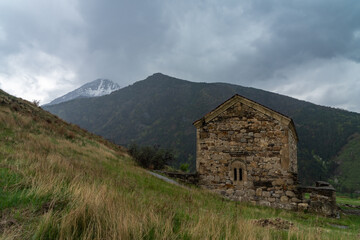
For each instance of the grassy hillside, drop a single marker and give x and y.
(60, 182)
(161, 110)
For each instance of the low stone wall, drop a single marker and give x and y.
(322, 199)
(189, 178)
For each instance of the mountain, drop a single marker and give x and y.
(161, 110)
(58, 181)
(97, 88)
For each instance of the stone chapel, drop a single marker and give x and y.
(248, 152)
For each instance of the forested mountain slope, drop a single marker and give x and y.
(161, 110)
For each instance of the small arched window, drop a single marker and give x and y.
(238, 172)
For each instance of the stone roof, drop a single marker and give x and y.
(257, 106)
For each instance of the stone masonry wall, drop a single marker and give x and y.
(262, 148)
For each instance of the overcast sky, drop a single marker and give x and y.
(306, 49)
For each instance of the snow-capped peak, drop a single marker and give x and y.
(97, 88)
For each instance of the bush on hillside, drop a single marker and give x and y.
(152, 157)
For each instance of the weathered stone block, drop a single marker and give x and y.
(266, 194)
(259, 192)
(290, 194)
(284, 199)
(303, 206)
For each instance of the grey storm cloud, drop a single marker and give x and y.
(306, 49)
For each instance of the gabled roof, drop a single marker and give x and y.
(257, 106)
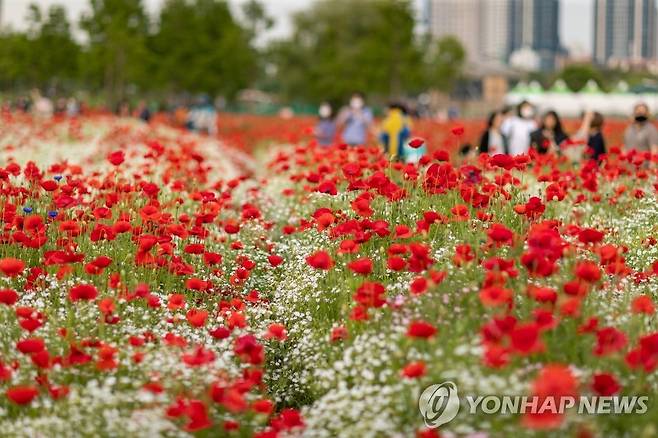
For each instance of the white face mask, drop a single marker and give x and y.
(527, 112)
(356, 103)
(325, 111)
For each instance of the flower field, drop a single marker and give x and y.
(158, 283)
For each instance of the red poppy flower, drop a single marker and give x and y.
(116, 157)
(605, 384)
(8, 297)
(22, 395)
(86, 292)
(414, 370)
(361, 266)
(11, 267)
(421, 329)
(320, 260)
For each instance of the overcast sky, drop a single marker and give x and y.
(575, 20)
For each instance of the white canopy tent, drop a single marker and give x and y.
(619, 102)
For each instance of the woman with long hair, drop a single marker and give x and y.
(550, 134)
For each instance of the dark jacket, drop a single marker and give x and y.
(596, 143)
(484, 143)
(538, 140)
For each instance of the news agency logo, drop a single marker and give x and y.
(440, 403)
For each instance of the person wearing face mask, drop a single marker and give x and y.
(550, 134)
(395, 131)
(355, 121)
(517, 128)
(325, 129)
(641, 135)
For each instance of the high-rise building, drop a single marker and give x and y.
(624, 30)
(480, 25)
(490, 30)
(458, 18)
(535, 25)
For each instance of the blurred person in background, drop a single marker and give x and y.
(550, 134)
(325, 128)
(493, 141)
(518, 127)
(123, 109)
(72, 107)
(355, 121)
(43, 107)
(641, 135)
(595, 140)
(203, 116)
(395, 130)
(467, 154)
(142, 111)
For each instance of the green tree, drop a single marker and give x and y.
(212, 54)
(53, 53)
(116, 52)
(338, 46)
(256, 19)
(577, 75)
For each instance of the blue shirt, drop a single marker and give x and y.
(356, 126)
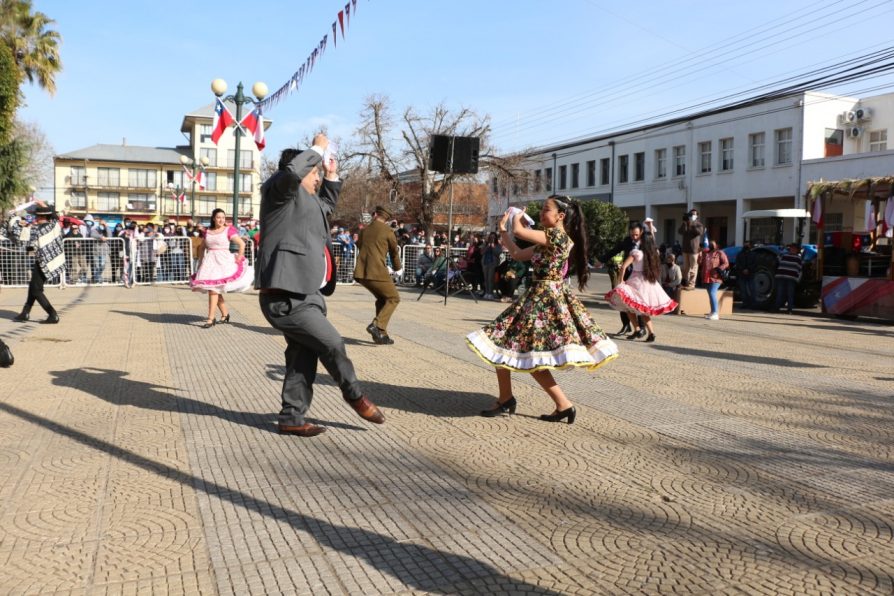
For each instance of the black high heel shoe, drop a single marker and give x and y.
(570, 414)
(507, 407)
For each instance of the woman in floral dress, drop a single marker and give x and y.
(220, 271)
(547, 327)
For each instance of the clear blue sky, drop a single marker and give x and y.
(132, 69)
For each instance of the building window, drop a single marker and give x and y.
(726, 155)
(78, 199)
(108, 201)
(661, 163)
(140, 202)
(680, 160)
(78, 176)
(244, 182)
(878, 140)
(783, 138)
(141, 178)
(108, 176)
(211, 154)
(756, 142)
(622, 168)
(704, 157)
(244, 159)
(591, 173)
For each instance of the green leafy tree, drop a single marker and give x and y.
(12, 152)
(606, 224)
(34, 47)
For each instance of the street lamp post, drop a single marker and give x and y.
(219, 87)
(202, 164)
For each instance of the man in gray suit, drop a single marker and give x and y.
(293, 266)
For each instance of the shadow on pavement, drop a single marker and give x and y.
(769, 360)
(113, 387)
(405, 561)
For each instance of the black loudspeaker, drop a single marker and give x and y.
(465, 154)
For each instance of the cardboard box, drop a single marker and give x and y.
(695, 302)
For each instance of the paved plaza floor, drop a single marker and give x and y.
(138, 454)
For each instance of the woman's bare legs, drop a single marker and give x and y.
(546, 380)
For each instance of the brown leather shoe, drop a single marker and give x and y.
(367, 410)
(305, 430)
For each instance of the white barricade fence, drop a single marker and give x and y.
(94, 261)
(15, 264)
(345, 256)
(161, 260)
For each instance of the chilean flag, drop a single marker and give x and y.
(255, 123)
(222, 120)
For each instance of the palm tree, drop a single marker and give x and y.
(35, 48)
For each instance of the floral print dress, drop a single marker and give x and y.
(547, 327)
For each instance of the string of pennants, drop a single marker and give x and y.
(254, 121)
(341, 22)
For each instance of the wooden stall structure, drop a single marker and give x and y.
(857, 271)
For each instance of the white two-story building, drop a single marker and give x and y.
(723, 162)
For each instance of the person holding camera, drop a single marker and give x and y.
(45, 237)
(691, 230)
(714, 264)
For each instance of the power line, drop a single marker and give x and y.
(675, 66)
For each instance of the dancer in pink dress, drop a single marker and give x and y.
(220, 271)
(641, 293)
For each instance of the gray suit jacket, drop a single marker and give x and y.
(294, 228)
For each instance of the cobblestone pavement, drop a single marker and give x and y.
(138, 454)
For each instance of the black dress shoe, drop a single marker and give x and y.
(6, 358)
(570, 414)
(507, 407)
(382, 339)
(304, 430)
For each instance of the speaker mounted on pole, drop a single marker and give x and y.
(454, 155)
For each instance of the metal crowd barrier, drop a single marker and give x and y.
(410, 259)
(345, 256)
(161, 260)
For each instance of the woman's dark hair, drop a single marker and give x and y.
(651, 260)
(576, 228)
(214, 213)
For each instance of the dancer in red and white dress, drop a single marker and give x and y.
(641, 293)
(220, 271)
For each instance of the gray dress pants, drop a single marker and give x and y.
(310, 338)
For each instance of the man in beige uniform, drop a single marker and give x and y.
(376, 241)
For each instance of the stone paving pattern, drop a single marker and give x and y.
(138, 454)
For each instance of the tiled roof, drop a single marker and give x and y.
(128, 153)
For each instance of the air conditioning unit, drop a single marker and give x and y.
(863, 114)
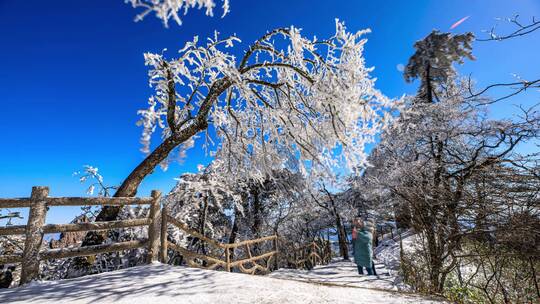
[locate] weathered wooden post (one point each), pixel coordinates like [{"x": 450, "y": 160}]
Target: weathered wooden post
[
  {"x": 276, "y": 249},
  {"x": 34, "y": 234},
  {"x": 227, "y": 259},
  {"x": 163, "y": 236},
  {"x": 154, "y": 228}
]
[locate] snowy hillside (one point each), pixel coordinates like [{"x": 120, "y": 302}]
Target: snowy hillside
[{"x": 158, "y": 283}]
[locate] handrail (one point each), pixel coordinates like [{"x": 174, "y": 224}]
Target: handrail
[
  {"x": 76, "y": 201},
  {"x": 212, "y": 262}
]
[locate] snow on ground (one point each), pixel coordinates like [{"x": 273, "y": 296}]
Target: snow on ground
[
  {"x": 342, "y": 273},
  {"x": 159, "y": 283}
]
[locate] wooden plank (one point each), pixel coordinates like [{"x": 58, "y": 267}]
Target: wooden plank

* What you are asked to do *
All of the listing above must be output exactly, except for its pictures.

* Solution to the exercise *
For each instance of the grassy hillside, drop a single marker and give x and y.
(60, 182)
(161, 110)
For each instance of the low stone wall, drop a single marker and give x and y.
(322, 199)
(189, 178)
For each instance of the mountain, drop a single marker and give x and y.
(161, 110)
(58, 181)
(97, 88)
For each instance of the stone chapel, drop a single marker and give x and y.
(248, 152)
For each instance of the forested mountain slope, drop a single marker and give x and y.
(161, 110)
For each instance of the small arched window, drop a single marker and give x and y.
(238, 172)
For each instance of the stone roof, drop a single marker and give x and y.
(257, 106)
For each instance of the stone masonry wall, drop a single marker and give x and y.
(262, 148)
For each instance of the overcast sky, drop a single marker and give x and y.
(306, 49)
For each instance of the snow-capped peak, drop a single marker and give x and y.
(97, 88)
For each instance of the bush on hillside, drop a single marker and give x and y.
(152, 157)
For each instance of the weathered stone block, drop a single marker and give x and y.
(266, 194)
(259, 192)
(290, 194)
(284, 199)
(303, 206)
For each instance of the grey storm cloud, drop a single marker and give x and y.
(306, 49)
For each instance of the gabled roof, drop a single marker and give x and y.
(257, 106)
For each instance of the white face mask, drop a single marker and give x and y.
(527, 112)
(356, 103)
(325, 111)
For each instance of the flower field, drop a single marker and give x and y.
(158, 283)
For each instance of the red poppy flower, drop a single marker and give x and y.
(116, 157)
(605, 384)
(8, 297)
(22, 395)
(86, 292)
(414, 370)
(361, 266)
(11, 267)
(421, 329)
(320, 260)
For each instance of the overcast sky, drop a single marker and give x and y.
(575, 20)
For each instance of the white canopy tent, drop a single marker and give x and y.
(619, 102)
For each instance of the woman with long hair, drop a single marker and give x and y.
(550, 134)
For each instance of the dark jacket, drop a single marker and give x and y.
(596, 143)
(484, 143)
(538, 140)
For each instance of the news agency logo, drop a single marker and give x and y.
(440, 403)
For each instance of the person wearing face mask, drop a single marker and give x and y.
(550, 134)
(395, 131)
(355, 121)
(517, 128)
(325, 129)
(641, 135)
For each instance of the high-rise building, drop a single marker and give x and y.
(624, 30)
(480, 25)
(490, 30)
(458, 18)
(535, 25)
For each instance of the blurred person in background, drop a single marker and give x and y.
(550, 134)
(325, 128)
(493, 141)
(518, 127)
(123, 109)
(72, 107)
(355, 121)
(43, 107)
(641, 135)
(595, 140)
(203, 116)
(395, 130)
(467, 154)
(142, 111)
For each instance of the green tree, drop a single marker and give x and y.
(212, 54)
(53, 53)
(116, 52)
(338, 46)
(256, 19)
(577, 75)
For each instance of the blue shirt, drop a single marker and give x and y.
(356, 126)
For each instance of the black high heel shoe, drop a single marker and give x and y.
(570, 414)
(507, 407)
For each instance of the woman in floral dress, drop a single marker and give x and y.
(220, 271)
(547, 327)
For each instance of the clear blue sky, drop a single marker and give x and y.
(132, 69)
For each instance of the building window, drop a single marker and give x and y.
(726, 155)
(78, 199)
(108, 201)
(661, 163)
(140, 202)
(680, 160)
(78, 176)
(244, 182)
(878, 140)
(783, 138)
(141, 178)
(108, 176)
(211, 154)
(756, 142)
(622, 168)
(704, 157)
(244, 159)
(591, 173)
For each instance of the green leafy tree, drop a single marker and give x and y.
(12, 152)
(606, 224)
(34, 47)
For each instance of the street lamp post, drop a single marker and give x and y.
(219, 87)
(202, 164)
For each instance of the man in gray suit, drop a single marker and give x and y.
(293, 266)
For each instance of the shadow on pavement, drop a single marker and give x and y.
(769, 360)
(113, 387)
(405, 561)
For each instance of the black loudspeaker, drop a single marker and give x and y.
(465, 154)
For each instance of the cardboard box, drop a single marker and give x and y.
(695, 302)
For each instance of the paved plaza floor, drop a single marker and give x and y.
(138, 454)
For each instance of the woman's bare legs, drop a single marker and give x and y.
(546, 380)
For each instance of the brown leather shoe, drop a single marker and give x and y.
(367, 410)
(305, 430)
For each instance of the white barricade fence, drop a single marker and give x and y.
(94, 261)
(15, 264)
(345, 256)
(161, 260)
For each instance of the chilean flag, drop a single marker and give x and y.
(255, 123)
(222, 120)
For each instance of the palm tree, drop a single marker and give x and y.
(35, 48)
For each instance of the floral print dress, drop a single marker and give x and y.
(547, 327)
For each instance of the string of pennants, drop a single marker and give x and y.
(254, 121)
(341, 22)
For each instance of the wooden stall structure, drop a single marker and give x and y.
(857, 271)
For each instance of the white two-story building, drop a single marker and give x and y.
(723, 162)
For each instance of the person holding camera, drop a single marker and give x and y.
(45, 237)
(691, 230)
(714, 264)
For each instance of the power line, drop a single marker and give x and y.
(675, 66)
For each instance of the dancer in pink dress, drop a single marker and give x and y.
(220, 271)
(641, 293)
For each instance of the gray suit jacket, drop a single marker and give x and y.
(294, 228)
For each instance of the cobblestone pavement, drop a single marker and give x and y.
(138, 454)
For each instance of the black dress shoe, drop a single marker and give x and y.
(6, 358)
(570, 414)
(507, 407)
(382, 339)
(304, 430)
For each instance of the speaker mounted on pole, drop a single marker and give x and y.
(454, 155)
For each instance of the metal crowd barrier, drop a single marker and give x and y.
(410, 259)
(345, 256)
(161, 260)
For each instance of the woman's dark hair, drop a single marker and give x and y.
(651, 260)
(576, 228)
(214, 213)
For each instance of the dancer in red and white dress, drop a single marker and give x and y.
(641, 293)
(220, 271)
For each instance of the gray dress pants, drop a single marker and give x and y.
(310, 338)
For each instance of the man in beige uniform, drop a single marker and give x and y.
(376, 241)
For each instance of the stone paving pattern, drop a single marker and give x and y.
(138, 454)
For each instance of the tiled roof, drop a single marker and give x and y.
(128, 153)
For each instance of the air conditioning unit, drop a single marker and give x and y.
(863, 114)
[locate] weathered wooden post (one point each), pixel coordinates like [{"x": 450, "y": 160}]
Target: weathered wooden post
[
  {"x": 276, "y": 249},
  {"x": 34, "y": 234},
  {"x": 227, "y": 259},
  {"x": 163, "y": 236},
  {"x": 154, "y": 228}
]
[locate] snowy hillside (one point each), pixel coordinates like [{"x": 120, "y": 302}]
Target: snowy hillside
[{"x": 158, "y": 283}]
[locate] handrail (one point each), pixel coordinates like [{"x": 174, "y": 224}]
Target: handrail
[
  {"x": 76, "y": 201},
  {"x": 212, "y": 262}
]
[locate] snow on ground (one point each), pixel coordinates like [{"x": 273, "y": 296}]
Target: snow on ground
[
  {"x": 342, "y": 273},
  {"x": 159, "y": 283}
]
[locate] wooden plank (one point each), pixel coordinates like [{"x": 58, "y": 267}]
Target: wooden plank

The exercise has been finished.